> REQUEST 1
In the court opinion below, on what date was the defendant cited for DUII?

> TEXT SECTION
►
FILED: September 15, 1999
STATE OF OREGON,
ROGER JAMES KIRSCH,
Appeal from Circuit Court, Multnomah County.
Michael H. Marcus, Judge.
Argued and submitted August 5, 1998.
Robin A. Jones, Deputy Public Defender, argued the cause for appellant. With her on the brief was Sally L. Avera, Public Defender.
Rolf C. Moan, Assistant Attorney General, argued the cause for respondent. With him on the brief were Hardy Myers, Attorney General, and Michael D. Reynolds, Solicitor General.
Before Landau, Presiding Judge, and Deits, Chief Judge,* and Wollheim, Judge.
DEITS, C. J.
*Deits, C. J., vice Riggs, P. J., resigned.
DEITS, C. J.
Defendant appeals his conviction for driving under the influence of intoxicants (DUII). ORS 813.010. At trial, defendant filed a motion to dismiss on speedy trial grounds. Defendant assigns error to the trial court's denial of that motion. We review for errors of law, State v. Garcia-Plascencia, 148 Or App 318, 321, 939 P2d 641, rev den 326 Or 58 (1997), and affirm.
On July 17, 1987, defendant was cited for DUII. A trial was set for April 12, 1988. Defendant failed to appear, and a bench warrant was issued for his arrest. Defendant's case was removed from inactive status in September 1996, following a traffic stop earlier that year. The delay between the date of citation in 1987 and defendant's arraignment on September 17, 1996, is the time period challenged by defendant as violating his statutory and constitutional right to a speedy trial.
As noted above, defendant did not appear for trial in 1988. After his failure to appear, he also failed to turn himself in on the bench warrant, to contact the court about the case, or to let the court know where he was. There is no evidence in the record that the state attempted to serve the bench warrant on defendant or to notify him of the existence of that warrant. During the time period from November 1993, until the case was reactivated in September 1996, defendant was stopped by the police eight times regarding seven different traffic infractions and one misdemeanor. However, none of those incidents resulted in defendant's arrest on the warrant in this case. At trial, the prosecutor could provide no explanation for why defendant had "slipped through the cracks" and avoided prosecution during those three years. Defendant offered no evidence regarding his whereabouts during the five years between issuance of the bench warrant in April 1988 and his contact with police in November 1993.
◄
(Point placement entries)
►
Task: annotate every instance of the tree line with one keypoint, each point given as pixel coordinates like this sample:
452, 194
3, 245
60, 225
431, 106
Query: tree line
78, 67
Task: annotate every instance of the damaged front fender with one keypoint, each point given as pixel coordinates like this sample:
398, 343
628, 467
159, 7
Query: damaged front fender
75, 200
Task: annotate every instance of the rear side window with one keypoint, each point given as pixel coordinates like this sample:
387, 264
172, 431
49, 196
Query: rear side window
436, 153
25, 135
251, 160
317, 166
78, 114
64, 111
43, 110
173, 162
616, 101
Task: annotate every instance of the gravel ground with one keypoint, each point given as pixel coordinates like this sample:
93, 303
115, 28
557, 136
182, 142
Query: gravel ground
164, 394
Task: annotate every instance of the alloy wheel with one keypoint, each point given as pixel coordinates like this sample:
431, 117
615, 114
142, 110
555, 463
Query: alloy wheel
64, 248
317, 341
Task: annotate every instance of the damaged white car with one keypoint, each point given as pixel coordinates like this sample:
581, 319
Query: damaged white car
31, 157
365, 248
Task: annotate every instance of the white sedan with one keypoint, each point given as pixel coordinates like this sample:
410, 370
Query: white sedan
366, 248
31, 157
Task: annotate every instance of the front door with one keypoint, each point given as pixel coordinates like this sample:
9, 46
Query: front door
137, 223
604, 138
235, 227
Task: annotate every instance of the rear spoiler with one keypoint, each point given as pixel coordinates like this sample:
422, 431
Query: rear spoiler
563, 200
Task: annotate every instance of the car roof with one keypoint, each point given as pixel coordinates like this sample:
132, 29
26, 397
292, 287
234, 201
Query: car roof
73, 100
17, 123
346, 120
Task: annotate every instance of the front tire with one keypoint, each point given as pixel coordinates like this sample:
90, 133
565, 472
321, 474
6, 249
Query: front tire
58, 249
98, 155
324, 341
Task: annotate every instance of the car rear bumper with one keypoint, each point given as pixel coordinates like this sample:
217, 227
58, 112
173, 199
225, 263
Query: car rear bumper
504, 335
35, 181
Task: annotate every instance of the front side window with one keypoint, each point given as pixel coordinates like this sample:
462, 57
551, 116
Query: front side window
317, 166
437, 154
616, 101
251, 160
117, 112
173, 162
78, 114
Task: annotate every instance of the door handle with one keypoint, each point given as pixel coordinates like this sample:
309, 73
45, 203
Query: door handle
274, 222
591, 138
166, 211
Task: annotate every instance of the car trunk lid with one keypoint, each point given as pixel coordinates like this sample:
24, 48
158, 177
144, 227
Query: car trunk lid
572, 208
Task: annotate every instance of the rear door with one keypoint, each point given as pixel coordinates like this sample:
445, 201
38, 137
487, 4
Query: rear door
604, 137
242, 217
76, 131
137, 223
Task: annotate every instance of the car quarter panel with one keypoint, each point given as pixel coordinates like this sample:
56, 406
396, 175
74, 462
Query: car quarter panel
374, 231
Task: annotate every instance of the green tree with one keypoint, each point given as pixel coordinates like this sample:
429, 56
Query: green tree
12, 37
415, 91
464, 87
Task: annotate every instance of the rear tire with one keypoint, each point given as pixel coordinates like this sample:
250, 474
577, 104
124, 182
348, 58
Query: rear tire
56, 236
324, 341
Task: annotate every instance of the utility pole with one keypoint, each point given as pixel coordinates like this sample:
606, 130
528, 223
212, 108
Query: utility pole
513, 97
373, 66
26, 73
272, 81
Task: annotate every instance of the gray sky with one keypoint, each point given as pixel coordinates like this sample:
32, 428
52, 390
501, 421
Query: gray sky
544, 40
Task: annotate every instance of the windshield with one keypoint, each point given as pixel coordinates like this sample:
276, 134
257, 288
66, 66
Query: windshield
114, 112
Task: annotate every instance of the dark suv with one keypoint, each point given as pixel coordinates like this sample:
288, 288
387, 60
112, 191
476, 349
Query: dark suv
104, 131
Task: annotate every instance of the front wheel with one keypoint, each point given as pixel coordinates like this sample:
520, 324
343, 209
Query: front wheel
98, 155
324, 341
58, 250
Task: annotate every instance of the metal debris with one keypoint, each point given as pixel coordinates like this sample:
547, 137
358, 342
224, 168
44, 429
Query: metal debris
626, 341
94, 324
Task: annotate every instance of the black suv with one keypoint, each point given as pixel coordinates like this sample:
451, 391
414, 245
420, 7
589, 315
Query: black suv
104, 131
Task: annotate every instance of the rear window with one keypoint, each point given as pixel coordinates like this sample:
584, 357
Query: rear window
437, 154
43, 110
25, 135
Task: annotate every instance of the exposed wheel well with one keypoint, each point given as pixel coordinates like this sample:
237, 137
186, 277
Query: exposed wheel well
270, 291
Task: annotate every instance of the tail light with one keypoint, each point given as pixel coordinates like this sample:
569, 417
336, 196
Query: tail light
◄
> REQUEST 2
Show every line of the entries above that contains the string "roof".

> EXERCISE SOLUTION 1
July 17, 1987.

> EXERCISE SOLUTION 2
Task: annotate every instance of the car roof with one keypoint, each point given as pixel coordinates like this sample:
Query: car roof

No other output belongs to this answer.